··· Page text
Bone defect regeneration and repair (such as trauma [1], tumor removal [2], infection [3] and periprosthetic osteolysis [4]) have always been a challenging yet important issue in the field of orthopedics. The aging of bone marrow mesenchymal stem cells, the decrease in bone mineralization ability, and excessive osteoclast activity cause severe loss of bone mass, especially in patients with osteoporosis [5,6]. This results in an imbalance in bone homeostasis, so the regeneration and repair of bone defects become even more important [7]. At present, preferred criteria for clinical treatment of bone defects caused by the above factors is autologous bone transplantation; however, the source and size of autologous bone are limited, making it difficult to meet clinical needs [3,8]. Autologous bone transplantation is scarce, especially for patients with osteoporotic bone defects. At present, various artificial bone materials created from tissue engineering have problems such as insufficient mechanical strength, easy to cause acute inflammatory response [9,10], promote osteoclast differentiation [11], form fibrous encapsulations, and promote bone resorption, significantly reducing the performance of the implanted material.

Most of the current research focuses on changing the morphology and structure of bio-scaffolds, or applying modification techniques such as surface modification chemical bonds to achieve the ability to promote bone regeneration [[12], [13], [14]]. Especially in recent years, a lot of studies have focused on building various material delivery tools to load pro-osteogenic or osteoclast-inhibiting drugs, and targeted therapy through local application or intravenous injection [15,16]. But for patients with osteoporosis, due to the imbalance of osteogenic mineralization and osteoclast bone resorption, and the synergistic imbalance of osteogenesis is purely through the transient release of pro-osteogenic or osteoclast-inhibiting drugs, without starting from the source of its pathophysiology, ignoring the management of the local immune microenvironment, and failing to fully consider the two aspects of osteogenesis and osteoclasts. Therefore, it is difficult to achieve the purpose of clinical treatment.
······
Summarize the passage on bone defect repair in two sentences. The records have no connection to the passage on bone defect repair.
··· Provided material
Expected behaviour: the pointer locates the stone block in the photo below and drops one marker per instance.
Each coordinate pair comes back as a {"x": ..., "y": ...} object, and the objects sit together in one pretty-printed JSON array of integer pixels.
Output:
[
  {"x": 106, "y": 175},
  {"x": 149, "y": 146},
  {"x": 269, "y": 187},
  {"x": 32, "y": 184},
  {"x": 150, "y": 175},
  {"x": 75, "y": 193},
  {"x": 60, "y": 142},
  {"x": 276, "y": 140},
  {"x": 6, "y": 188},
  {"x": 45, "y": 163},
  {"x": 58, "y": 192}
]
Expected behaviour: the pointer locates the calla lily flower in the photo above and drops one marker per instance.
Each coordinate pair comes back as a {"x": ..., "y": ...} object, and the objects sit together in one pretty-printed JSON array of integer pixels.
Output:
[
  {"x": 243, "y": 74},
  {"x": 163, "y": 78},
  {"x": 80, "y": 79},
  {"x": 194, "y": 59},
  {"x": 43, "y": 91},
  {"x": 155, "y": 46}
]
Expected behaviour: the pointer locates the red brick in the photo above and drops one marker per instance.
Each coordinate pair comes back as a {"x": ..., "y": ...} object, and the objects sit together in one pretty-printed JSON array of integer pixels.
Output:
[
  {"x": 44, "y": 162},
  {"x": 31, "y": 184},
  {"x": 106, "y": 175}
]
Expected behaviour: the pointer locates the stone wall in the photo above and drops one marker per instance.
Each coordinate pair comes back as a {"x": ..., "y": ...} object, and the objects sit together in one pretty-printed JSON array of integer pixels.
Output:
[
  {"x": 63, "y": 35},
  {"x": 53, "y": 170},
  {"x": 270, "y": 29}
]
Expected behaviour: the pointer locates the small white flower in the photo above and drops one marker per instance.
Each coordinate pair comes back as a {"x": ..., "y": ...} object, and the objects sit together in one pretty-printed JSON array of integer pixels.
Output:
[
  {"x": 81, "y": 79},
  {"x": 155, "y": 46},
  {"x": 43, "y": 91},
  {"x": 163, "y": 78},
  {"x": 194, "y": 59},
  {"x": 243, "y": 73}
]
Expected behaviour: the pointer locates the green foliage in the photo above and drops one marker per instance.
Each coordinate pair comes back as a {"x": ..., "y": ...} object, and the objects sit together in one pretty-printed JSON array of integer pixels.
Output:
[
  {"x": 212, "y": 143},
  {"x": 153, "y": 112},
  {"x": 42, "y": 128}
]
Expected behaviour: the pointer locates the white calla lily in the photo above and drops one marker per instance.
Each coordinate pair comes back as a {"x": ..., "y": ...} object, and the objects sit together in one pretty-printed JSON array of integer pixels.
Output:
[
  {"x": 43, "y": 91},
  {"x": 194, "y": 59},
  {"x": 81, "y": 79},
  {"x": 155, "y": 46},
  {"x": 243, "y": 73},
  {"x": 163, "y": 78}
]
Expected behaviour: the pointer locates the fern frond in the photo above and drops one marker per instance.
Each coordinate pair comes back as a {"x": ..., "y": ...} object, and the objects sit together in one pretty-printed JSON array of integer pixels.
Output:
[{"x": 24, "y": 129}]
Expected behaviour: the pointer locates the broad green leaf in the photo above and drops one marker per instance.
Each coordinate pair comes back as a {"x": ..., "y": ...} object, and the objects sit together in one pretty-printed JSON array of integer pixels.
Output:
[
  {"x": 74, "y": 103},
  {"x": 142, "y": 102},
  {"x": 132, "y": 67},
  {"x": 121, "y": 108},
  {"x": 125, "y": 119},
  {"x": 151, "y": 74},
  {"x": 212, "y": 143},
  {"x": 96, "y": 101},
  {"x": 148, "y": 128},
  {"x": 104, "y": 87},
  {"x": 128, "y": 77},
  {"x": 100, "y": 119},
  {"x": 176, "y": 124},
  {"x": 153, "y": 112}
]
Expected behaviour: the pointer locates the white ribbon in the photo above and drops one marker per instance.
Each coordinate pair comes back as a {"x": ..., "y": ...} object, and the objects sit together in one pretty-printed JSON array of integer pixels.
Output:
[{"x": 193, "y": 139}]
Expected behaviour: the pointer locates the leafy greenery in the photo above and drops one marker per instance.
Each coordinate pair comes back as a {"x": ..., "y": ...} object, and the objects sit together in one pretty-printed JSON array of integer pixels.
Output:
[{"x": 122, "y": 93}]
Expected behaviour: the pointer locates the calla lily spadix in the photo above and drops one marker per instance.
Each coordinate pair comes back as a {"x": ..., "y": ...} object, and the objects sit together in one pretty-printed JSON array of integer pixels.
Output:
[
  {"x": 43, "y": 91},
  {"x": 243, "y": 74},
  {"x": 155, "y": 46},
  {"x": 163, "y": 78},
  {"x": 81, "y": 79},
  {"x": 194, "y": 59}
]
······
→ Solution to the problem:
Repairing bone defects is a difficult and important problem in orthopedics, especially in osteoporosis, yet the preferred treatment, autologous bone transplantation, is limited in source and size, and artificial bone materials suffer from problems such as insufficient mechanical strength and acute inflammatory responses. Current research changes scaffold structure or delivers pro-osteogenic or osteoclast-inhibiting drugs, but for osteoporotic patients these approaches ignore the local immune microenvironment and fail to fully consider both osteogenesis and osteoclasts, so the purpose of clinical treatment is hard to achieve.